TEXT SECTION:
━━━

Figure 8 illustrates this for a (simplified) 2 out of 3 voter. Note that the crossbar implements also an ARRL-4 architecture.
The role of formal methods
ARRL-2 introduces the need for formal correctness. This might lead to the conclusions that ARRL-2 makes the use of formal techniques mandatory as well as providing a guarantee of correctness. This view needs further nuance.
In recent years, formal methods have been gaining attention. This is partly driven by the fact (and awareness) that testing and verification can never provide complete coverage of all possible errors, in particular for discrete systems and specifically for software. This is problematic because safety and security issues often concern so-called “corner cases” that do not manifest themselves very often. Formal methods however have the potential to cover all cases either by using formal models checkers (that automatically verify all possible states of the model) or by formal proofs (based on mathematical reasoning). In general we can distinguish a further separation in two domains: the numeral accuracy and stability domain and the event domain whereby the state space itself is verified. Often the same techniques cannot be applied for both.
Practice has shown that using formal methods can greatly increase the trustworthiness of a system or component. Often it will lead to the discovery of logical errors and incomplete assumptions about the system. Another benefit of using formal methods during the design phase is that it helps in finding cleaner, more orthogonal architectures that have the benefit of less complexity and hence provide a higher level of trustworthiness as well as efficiency [20]. One can therefore be tempted to say that formal methods not only provide correctness (in the sense of the ARRL-2 criterion) but also assist in finding more efficient solutions.
Formal methods are however not sufficient and are certainly not a replacement for testing and verification. Formal methods imply the development of a (more abstract) model and also this model cannot cover all aspects of the system, especially non-functional ones. It might even be incomplete or wrong if based on wrong assumptions (e.g. on how to interpret the system’s requirements). Formal methods also suffer from complexity barriers, typically manifested as a state space explosion that makes their use impractical. The latter however is a strong argument for developing a composable architecture that uses small but well proven trustworthy components as advocated by the ARRL criterion. At the same time, the ARRL criterion shows that formal models must also model the additional functionality that each ARRL level requires. This is in line with what John Rushby puts forward in his paper [21] whereby he outlines a formally driven methodology for a safe reuse of components by taking the environment into account.

━━━

(Point labeling examples)

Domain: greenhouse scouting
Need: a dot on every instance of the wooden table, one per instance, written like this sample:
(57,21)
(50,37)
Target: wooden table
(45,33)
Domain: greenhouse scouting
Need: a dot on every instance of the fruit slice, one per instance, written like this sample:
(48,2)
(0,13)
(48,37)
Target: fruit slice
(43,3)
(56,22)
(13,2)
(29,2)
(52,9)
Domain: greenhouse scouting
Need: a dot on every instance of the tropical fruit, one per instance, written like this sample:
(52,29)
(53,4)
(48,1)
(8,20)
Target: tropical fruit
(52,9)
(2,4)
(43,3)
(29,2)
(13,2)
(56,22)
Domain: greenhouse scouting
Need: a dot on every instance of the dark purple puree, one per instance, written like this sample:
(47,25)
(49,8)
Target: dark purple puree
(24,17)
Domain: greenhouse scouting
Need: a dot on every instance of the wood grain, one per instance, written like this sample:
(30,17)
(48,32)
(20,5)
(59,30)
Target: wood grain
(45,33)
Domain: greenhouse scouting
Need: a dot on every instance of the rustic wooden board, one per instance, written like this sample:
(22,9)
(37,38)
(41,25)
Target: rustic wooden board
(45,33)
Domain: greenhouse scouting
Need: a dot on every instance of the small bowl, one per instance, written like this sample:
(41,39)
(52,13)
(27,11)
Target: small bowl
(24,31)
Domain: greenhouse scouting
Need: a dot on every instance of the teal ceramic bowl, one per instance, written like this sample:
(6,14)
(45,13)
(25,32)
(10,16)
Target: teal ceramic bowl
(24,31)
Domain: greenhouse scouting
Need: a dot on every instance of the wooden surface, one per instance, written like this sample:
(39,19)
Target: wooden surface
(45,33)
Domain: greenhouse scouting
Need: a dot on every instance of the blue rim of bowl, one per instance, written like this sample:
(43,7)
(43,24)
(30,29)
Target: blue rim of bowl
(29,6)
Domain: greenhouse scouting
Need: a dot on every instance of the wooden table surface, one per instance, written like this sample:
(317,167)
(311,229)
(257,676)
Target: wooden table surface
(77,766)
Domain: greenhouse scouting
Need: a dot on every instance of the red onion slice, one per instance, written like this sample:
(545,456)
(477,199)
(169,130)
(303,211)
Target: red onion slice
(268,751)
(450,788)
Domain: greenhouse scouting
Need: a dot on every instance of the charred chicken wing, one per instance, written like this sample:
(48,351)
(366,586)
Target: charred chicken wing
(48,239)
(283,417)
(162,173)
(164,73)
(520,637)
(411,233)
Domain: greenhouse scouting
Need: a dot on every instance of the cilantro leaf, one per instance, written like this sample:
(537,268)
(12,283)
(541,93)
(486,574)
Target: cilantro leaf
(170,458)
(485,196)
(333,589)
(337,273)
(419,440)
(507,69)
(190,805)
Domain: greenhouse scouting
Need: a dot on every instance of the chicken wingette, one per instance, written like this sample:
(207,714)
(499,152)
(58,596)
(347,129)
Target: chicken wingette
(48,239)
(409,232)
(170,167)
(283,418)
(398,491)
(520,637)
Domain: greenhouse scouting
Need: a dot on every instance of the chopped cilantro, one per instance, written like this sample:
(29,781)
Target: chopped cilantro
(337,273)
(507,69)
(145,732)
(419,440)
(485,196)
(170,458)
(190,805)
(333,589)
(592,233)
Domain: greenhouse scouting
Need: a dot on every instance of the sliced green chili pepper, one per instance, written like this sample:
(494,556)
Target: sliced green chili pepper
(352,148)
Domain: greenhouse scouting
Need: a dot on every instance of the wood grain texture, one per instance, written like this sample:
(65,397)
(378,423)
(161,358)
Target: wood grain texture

━━━

EXERCISE TASKS:
a - Answer these questions from the passage on formal methods, one per line:
(i) What architecture does the crossbar also implement?
(ii) By what two means can formal methods cover all cases?
(iii) How do the complexity barriers of formal methods typically manifest?
b - Please write out the stretch of the passage on formal methods from "The role of" through "needs further nuance.".
c - Summarize the passage on formal methods in two sentences.

RESPONSE LIST:
a -
(i) An ARRL-4 architecture.
(ii) By using formal model checkers or by formal proofs.
(iii) As a state space explosion that makes their use impractical.

b -
The role of formal methods
ARRL-2 introduces the need for formal correctness. This might lead to the conclusions that ARRL-2 makes the use of formal techniques mandatory as well as providing a guarantee of correctness. This view needs further nuance.

c - Formal methods can cover all cases through model checkers or formal proofs, and practice shows they can greatly increase trustworthiness and help find cleaner, more efficient architectures. They are not sufficient and do not replace testing and verification, because their models cannot cover all aspects of a system, may be wrong if based on wrong assumptions, and suffer from state space explosion.